Segmentation mask data:
──────────

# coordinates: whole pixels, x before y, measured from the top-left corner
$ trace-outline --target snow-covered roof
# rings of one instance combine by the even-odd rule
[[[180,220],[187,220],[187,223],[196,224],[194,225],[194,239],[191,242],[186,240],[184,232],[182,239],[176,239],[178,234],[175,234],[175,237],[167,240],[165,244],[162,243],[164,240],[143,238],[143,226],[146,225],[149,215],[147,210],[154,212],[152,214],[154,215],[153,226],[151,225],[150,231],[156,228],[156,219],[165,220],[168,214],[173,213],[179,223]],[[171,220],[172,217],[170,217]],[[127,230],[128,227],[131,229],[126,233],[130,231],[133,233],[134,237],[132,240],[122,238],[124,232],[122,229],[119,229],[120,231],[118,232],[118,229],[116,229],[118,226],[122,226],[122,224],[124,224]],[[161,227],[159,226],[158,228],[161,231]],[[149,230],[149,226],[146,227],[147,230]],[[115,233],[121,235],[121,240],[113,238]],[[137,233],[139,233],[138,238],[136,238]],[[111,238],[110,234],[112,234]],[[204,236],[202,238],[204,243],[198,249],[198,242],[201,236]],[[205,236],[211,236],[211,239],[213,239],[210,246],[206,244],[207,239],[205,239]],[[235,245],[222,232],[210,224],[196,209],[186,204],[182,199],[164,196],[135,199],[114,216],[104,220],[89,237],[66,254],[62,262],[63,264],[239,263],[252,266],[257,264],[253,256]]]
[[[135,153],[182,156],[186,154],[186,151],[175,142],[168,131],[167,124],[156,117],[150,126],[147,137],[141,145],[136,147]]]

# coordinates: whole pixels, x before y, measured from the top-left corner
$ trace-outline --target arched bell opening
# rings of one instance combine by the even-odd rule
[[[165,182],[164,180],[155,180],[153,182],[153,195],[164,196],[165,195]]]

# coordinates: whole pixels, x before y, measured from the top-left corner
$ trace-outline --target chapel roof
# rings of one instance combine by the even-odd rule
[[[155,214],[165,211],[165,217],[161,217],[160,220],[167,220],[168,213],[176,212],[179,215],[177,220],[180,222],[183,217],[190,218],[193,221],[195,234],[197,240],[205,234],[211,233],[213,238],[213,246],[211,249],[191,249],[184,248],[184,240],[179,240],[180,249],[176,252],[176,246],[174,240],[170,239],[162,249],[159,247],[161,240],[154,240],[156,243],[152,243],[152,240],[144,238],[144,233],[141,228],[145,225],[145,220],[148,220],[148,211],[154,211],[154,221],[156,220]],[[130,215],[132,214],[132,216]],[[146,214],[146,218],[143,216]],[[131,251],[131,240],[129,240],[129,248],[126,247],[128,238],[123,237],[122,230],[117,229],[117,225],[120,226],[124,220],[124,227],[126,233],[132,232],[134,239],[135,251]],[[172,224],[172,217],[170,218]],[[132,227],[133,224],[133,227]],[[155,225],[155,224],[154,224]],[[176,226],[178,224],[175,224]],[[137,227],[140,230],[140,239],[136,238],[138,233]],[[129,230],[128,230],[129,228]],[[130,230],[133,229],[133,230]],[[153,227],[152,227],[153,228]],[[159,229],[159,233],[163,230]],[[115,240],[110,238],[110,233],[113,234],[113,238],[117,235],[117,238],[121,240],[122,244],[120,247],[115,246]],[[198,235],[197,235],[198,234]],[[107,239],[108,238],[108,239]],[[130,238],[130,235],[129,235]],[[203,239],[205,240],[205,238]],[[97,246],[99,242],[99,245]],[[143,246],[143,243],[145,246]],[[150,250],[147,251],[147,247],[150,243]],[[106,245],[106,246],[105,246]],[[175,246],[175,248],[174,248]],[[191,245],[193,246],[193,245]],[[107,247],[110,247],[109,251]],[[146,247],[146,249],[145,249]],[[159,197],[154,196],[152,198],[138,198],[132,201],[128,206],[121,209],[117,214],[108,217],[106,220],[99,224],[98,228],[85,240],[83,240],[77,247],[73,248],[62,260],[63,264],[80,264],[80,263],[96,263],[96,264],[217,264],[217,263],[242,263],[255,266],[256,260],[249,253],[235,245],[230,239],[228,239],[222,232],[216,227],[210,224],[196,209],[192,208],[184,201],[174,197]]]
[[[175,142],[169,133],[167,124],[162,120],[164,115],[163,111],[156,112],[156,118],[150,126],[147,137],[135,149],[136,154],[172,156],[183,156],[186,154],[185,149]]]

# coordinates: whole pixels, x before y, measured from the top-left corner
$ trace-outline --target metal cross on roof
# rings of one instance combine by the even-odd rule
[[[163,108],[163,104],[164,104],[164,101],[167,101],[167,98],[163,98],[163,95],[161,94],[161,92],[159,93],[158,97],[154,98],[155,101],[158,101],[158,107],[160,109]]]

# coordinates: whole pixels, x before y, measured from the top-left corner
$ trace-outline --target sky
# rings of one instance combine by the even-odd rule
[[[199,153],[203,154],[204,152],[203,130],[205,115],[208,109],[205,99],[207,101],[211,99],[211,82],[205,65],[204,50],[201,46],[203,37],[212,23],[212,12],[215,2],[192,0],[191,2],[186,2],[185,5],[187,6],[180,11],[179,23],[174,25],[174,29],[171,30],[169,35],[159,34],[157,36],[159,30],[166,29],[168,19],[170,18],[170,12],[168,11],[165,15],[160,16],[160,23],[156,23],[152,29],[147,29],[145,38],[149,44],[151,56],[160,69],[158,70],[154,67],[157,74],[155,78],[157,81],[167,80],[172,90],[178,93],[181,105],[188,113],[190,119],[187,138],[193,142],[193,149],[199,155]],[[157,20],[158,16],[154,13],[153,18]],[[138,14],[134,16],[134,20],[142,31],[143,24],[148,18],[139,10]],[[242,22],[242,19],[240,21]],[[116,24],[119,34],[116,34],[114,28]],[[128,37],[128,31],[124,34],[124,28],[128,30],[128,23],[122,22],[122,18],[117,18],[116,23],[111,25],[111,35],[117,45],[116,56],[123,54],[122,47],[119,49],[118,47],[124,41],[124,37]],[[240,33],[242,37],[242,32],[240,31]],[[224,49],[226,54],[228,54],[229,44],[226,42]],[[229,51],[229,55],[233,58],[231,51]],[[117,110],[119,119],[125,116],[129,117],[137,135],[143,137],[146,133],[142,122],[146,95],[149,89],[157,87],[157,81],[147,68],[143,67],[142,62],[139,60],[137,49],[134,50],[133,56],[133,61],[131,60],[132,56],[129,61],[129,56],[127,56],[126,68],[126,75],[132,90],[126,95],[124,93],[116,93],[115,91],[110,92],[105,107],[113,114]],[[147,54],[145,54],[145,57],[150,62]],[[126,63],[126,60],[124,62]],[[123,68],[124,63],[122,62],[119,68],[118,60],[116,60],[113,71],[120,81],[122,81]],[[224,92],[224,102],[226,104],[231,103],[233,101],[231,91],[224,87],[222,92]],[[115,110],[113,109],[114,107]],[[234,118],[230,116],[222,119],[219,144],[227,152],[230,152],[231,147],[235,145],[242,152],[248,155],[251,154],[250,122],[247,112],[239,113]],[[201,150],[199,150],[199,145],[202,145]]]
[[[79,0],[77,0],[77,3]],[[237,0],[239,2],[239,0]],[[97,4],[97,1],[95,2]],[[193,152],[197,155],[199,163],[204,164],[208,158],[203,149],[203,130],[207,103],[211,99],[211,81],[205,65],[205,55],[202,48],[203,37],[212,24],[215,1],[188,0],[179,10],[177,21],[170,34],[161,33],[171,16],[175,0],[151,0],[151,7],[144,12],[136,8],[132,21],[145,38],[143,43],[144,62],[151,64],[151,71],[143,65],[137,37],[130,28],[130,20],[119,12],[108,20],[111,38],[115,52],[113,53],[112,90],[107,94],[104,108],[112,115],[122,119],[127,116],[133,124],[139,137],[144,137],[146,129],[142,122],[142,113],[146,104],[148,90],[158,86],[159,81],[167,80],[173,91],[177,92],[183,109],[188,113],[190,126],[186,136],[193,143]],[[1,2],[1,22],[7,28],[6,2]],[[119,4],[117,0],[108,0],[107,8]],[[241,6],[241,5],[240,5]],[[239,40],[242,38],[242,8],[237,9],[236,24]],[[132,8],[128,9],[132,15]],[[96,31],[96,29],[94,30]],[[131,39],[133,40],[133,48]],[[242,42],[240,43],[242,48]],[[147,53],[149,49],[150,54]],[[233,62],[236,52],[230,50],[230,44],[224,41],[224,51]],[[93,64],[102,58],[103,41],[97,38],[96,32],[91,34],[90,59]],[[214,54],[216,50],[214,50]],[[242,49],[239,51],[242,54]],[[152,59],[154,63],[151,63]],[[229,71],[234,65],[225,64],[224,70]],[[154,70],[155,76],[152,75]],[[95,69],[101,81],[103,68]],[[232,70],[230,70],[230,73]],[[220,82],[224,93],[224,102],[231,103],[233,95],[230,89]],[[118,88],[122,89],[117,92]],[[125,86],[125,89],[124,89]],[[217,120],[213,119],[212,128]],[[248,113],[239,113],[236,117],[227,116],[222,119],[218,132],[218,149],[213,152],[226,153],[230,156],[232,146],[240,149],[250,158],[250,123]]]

──────────

- Work to be completed
Wherever a line in the entries holds "roof", copy that line.

- Solution for this problem
$ trace-outline --target snow-covered roof
$ trace-outline --target chapel roof
$ trace-outline --target metal cross on roof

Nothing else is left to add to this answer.